── DATA SUPPLIED ──

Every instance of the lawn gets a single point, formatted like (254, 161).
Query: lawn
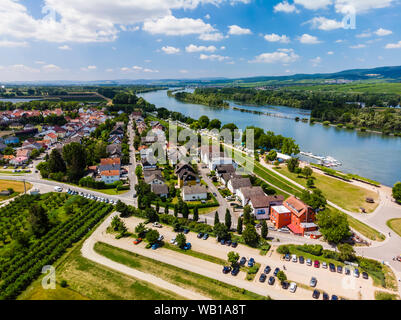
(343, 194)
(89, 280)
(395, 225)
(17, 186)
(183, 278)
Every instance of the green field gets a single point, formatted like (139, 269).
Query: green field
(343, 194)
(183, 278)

───
── DATA SUPPLIED ──

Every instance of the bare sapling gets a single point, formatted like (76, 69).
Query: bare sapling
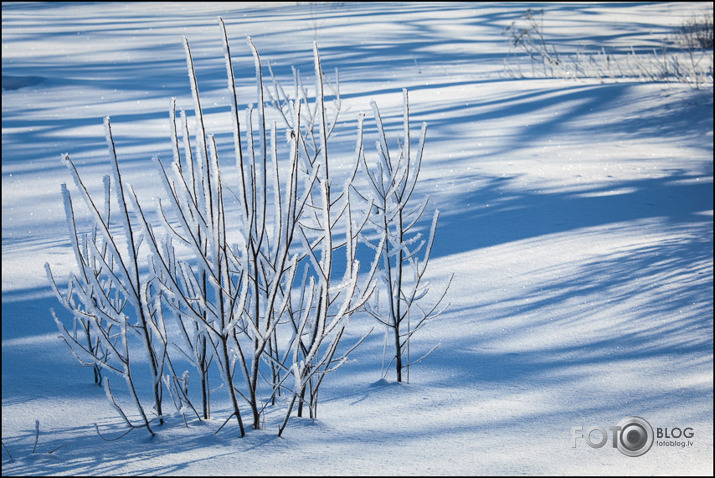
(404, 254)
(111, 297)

───

WORK INSTRUCTIONS: Would you copy every line of the entries that includes the word "point"?

ANSWER TO THIS EXERCISE:
Every instance of the lawn gets a single point, formatted like (254, 161).
Every instance of the green field gets a single point, formatted like (139, 269).
Every instance of the bare sapling gets a single point, formatted like (76, 69).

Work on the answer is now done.